== Segment start ==

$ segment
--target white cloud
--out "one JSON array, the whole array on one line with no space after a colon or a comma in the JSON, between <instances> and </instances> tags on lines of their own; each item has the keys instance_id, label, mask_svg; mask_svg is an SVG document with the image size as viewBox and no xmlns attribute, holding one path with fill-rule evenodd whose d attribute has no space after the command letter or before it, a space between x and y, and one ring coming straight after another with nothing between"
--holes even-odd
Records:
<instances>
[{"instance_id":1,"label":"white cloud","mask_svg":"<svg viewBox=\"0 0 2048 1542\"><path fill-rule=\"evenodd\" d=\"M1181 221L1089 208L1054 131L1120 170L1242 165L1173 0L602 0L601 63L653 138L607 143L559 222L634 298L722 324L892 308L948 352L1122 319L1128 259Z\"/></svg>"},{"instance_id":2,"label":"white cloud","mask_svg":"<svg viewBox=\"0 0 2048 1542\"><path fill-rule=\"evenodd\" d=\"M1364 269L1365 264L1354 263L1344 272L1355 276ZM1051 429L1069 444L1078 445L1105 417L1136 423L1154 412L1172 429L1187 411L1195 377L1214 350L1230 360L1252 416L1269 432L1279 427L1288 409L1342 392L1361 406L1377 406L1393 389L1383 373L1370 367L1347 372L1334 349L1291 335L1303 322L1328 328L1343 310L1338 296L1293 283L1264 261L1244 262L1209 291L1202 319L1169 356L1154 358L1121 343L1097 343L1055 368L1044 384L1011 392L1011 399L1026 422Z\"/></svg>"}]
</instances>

== Segment end ==

--- Work item ---
Transcribe every entry, keeping each line exactly as it reads.

--- Worked solution ---
$ segment
--target white cloud
--out "one JSON array, the whole array on one line with no space after a colon or a comma in the JSON, between <instances> and </instances> tags on lines of their own; each item has the keys instance_id, label, mask_svg; mask_svg is an SVG document with the image size as viewBox and no xmlns attribute, holding one path with fill-rule evenodd whose d attribute has no space after the command letter or before it, a space between x and y, and one ring coming straight after another with nothing between"
--holes even-odd
Records:
<instances>
[{"instance_id":1,"label":"white cloud","mask_svg":"<svg viewBox=\"0 0 2048 1542\"><path fill-rule=\"evenodd\" d=\"M1181 221L1089 208L1054 131L1120 170L1242 165L1173 0L602 0L601 63L653 138L607 143L559 222L634 298L722 324L892 308L948 352L1122 319L1128 259Z\"/></svg>"},{"instance_id":2,"label":"white cloud","mask_svg":"<svg viewBox=\"0 0 2048 1542\"><path fill-rule=\"evenodd\" d=\"M1364 269L1365 264L1354 263L1344 272L1355 276ZM1051 429L1069 444L1078 445L1105 417L1136 423L1154 412L1172 429L1187 411L1195 377L1214 350L1230 360L1252 416L1269 432L1279 427L1288 409L1342 392L1361 406L1377 406L1393 389L1383 373L1370 367L1347 372L1334 349L1291 335L1303 322L1328 328L1343 310L1338 296L1293 283L1264 261L1244 262L1209 291L1202 319L1169 356L1154 358L1121 343L1097 343L1055 368L1044 384L1011 392L1011 399L1026 422Z\"/></svg>"}]
</instances>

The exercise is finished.